··· INPUT MATERIAL
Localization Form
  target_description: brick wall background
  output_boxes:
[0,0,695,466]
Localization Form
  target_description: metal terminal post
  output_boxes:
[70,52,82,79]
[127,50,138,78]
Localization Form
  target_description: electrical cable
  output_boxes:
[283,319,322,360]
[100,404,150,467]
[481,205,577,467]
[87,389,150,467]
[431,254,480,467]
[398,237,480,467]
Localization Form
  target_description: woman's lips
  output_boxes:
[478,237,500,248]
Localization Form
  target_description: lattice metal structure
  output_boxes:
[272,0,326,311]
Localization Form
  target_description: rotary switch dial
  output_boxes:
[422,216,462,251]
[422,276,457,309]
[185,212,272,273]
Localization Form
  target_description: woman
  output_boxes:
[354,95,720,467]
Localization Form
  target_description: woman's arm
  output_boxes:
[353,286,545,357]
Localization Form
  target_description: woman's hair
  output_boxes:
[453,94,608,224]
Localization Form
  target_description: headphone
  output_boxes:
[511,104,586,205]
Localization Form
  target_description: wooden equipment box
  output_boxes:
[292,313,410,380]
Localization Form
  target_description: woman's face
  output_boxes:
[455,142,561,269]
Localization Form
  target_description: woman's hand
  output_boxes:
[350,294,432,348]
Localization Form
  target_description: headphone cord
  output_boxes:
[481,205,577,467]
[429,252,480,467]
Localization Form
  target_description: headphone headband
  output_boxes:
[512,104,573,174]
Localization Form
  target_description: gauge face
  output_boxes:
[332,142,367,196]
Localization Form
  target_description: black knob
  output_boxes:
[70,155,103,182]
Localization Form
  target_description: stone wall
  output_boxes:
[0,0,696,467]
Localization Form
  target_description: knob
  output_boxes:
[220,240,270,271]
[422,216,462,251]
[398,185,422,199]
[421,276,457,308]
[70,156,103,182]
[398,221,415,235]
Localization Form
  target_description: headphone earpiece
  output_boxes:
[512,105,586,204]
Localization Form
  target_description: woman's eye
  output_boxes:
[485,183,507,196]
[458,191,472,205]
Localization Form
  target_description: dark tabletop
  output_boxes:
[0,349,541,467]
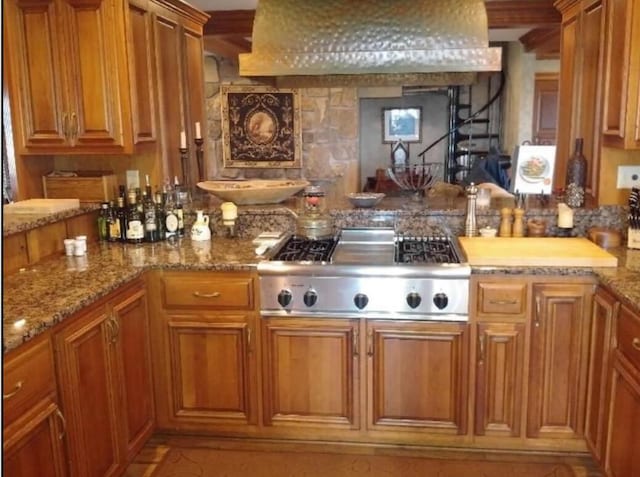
······
* **TASK REQUIREMENTS**: Copy the lines word for word, starting at the first line and ending at the line that contains "[127,50,138,78]".

* **SOLUTION FOR THIS PROBLEM**:
Localization Form
  target_description: brick wall background
  output_boxes:
[0,0,695,466]
Localization Form
  target_description: metal terminal post
  output_boxes:
[70,52,82,79]
[127,50,138,78]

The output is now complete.